— Exercise 1 —
Identify and copy each line of the listing that contains the word "wood", treating case as significant.
################
Friday, March 25, 2016

On the couch with Yolanda Renee's dysfunctional love-birds

Today, I’m sitting in on a session with Sarah and Steven, the protagonists of Yolanda Renee’s terrific mystery series. But these characters need serious help. The doctor is in!
 SRW: Steven…Sarah…this isn’t high school. Why do you guys break up to make up?

Steven: You ever hear of make up sex?

Sarah: STEVEN!

Steven: Sorry. The truth Doc, Sarah did what she felt was right. Circumstances, stupid circumstances that we've overcome.

SRW: Sure, you’ve been through the ringer. More serial killers than a ranch-full of Mansonites. Still no excuse to sabotage your relationship. You guys are in love, right?

Sarah: Of course we are.

Steven: Right. Stupid question, old man.

SRW: Wait...what? "Old man?" I'll have you know 59 is the new 38! Ahem. Where was I?  Oh!…why do you keep reaching for new obstacles? There’s Scott from Sarah’s past. There’s the floozy psychiatrist Steven dallied with (the less said about her, the better). Show me love, guys, show it!

Sarah: Don't be silly.

SRW: Yes, well…I didn’t mean that literally. Anyway…start working together as a couple. You guys are always off on your own tangent. Not to be cruel or anything…but do you know how many lives might’ve been saved if you weren’t both so danged stubborn?

Steven: Off on our own tangent? Lives saved? What lives? These murderers had their own agenda. Nothing I did or Sarah did could've changed that.

SRW: Maybe not, but communication’s everything, guys. Do you communicate? No, not really. Stephen doesn’t read Sarah’s emails and Sarah, you just shut down. Walk up on a hill or something. Really? Let’s try an experiment. Have you both been honest with each other? Tell each other one thing you haven’t been honest about.

Steven: Yeah, okay, you win on that. I was stubborn. Stupid really, and I've admitted that.

Sarah: And I've forgiven him. But you're right, I do shut down when the stress becomes extreme. I just need to think. I can't do that in a crowd or with people yelling at me from all sides. My security team, always thinking they know best, talking like I'm not even in the room. Deciding what's good for me like I'm a child. I have the right to make my own decisions. Even if they're wrong!

SRW: Of course, but let's continue. Share something you haven't been honest about.

Steven: Despite Sarah's confidence and strength – I'll always feel as though I should protect her.

Sarah: When Alice entered the picture, I truly thought he'd choose her over me.
################
— Exercise 2 —
In the interview, which age does SRW claim is the new 38?
################
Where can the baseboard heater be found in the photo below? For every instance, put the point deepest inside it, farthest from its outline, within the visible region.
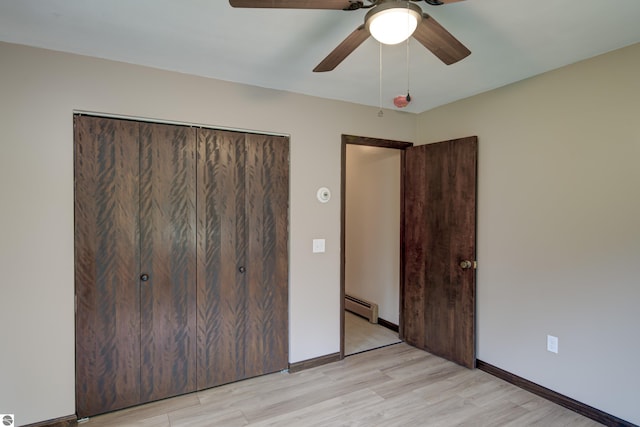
(361, 307)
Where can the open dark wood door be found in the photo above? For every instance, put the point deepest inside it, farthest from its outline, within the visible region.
(438, 295)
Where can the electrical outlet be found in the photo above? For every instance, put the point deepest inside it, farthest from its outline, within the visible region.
(552, 344)
(318, 246)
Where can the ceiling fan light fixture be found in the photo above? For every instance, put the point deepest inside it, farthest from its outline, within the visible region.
(393, 22)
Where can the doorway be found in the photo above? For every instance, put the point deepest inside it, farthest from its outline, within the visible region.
(371, 230)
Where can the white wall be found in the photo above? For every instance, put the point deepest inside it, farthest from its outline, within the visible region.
(39, 91)
(559, 226)
(372, 227)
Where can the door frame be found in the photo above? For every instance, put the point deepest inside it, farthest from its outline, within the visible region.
(371, 142)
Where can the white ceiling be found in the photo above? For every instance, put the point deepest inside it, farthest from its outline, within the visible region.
(510, 40)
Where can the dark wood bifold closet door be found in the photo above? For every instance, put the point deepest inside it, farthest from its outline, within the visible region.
(242, 256)
(181, 271)
(106, 265)
(267, 202)
(168, 258)
(221, 235)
################
— Response 1 —
Where can the open dark wood door be found in the photo above? For every instance, put the point deepest inside it, farthest from its outline, within the visible region.
Where can the dark wood bifold closet door be found in the photo above? For every instance, put the point deepest inside it, farthest from its outline, within the visible region.

— Response 2 —
59